## What you will do
Find each line of the data below that contains the word "lantern", and copy those lines in full.

— Begin Supplied records —

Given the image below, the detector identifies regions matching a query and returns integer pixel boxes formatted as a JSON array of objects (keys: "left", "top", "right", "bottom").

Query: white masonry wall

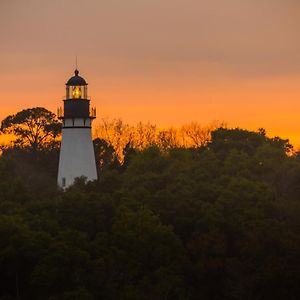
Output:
[{"left": 57, "top": 119, "right": 97, "bottom": 188}]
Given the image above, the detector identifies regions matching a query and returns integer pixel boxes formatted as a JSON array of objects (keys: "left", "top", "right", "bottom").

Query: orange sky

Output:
[{"left": 0, "top": 0, "right": 300, "bottom": 148}]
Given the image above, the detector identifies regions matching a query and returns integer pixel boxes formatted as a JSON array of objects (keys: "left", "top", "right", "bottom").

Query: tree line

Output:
[{"left": 0, "top": 108, "right": 300, "bottom": 300}]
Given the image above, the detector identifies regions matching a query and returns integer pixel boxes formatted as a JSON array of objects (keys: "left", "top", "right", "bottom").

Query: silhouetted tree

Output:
[{"left": 1, "top": 107, "right": 61, "bottom": 151}]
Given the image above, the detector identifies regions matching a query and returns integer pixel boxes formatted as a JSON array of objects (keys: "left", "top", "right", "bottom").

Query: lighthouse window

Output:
[{"left": 72, "top": 86, "right": 81, "bottom": 99}]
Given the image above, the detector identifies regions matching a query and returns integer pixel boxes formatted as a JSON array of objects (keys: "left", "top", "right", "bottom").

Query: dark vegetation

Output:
[{"left": 0, "top": 109, "right": 300, "bottom": 300}]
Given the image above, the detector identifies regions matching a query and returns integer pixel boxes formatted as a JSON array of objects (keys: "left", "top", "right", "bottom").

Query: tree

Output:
[{"left": 0, "top": 107, "right": 61, "bottom": 152}]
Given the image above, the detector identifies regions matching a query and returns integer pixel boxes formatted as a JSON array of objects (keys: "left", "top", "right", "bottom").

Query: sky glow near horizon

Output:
[{"left": 0, "top": 0, "right": 300, "bottom": 148}]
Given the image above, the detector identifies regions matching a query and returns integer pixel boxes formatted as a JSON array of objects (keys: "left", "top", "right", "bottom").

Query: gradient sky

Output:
[{"left": 0, "top": 0, "right": 300, "bottom": 148}]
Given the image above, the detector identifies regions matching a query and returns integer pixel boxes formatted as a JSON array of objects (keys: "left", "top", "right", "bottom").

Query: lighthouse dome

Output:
[{"left": 66, "top": 69, "right": 87, "bottom": 86}]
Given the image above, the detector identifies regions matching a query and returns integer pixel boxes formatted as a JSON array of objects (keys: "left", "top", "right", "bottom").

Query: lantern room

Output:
[{"left": 66, "top": 69, "right": 88, "bottom": 100}]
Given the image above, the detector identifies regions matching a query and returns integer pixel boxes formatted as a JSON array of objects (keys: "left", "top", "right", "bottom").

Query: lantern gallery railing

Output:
[{"left": 57, "top": 107, "right": 97, "bottom": 119}]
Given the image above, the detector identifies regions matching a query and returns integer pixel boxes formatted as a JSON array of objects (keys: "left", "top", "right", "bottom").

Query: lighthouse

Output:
[{"left": 57, "top": 69, "right": 97, "bottom": 189}]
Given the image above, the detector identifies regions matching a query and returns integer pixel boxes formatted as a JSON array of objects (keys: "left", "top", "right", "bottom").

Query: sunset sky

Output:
[{"left": 0, "top": 0, "right": 300, "bottom": 148}]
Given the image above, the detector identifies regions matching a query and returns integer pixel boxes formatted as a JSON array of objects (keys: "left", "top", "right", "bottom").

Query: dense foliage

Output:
[{"left": 0, "top": 125, "right": 300, "bottom": 300}]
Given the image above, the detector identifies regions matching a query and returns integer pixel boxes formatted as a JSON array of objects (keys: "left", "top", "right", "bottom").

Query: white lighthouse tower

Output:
[{"left": 57, "top": 69, "right": 97, "bottom": 188}]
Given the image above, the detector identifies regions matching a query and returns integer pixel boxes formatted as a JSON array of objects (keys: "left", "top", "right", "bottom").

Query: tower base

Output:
[{"left": 57, "top": 127, "right": 97, "bottom": 188}]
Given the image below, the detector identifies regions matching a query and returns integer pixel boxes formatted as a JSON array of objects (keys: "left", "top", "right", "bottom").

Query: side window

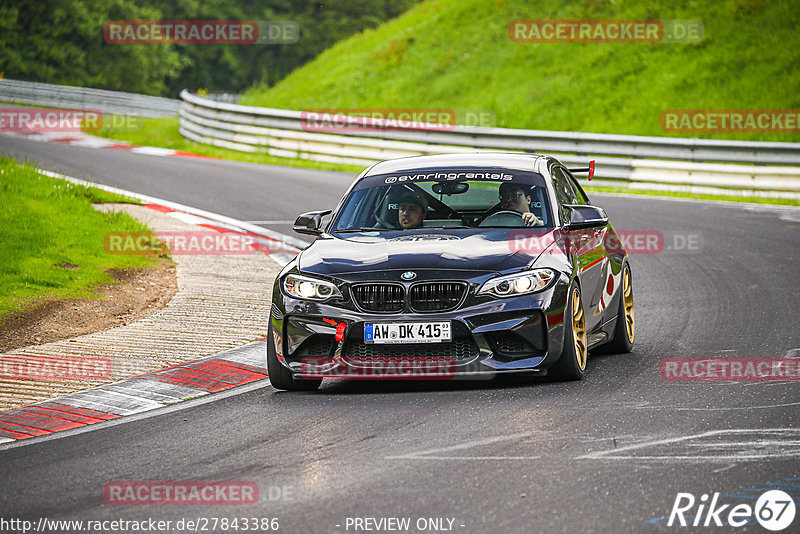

— End Supplied records —

## Output of the exercise
Query: lantern room
Query: lantern gallery railing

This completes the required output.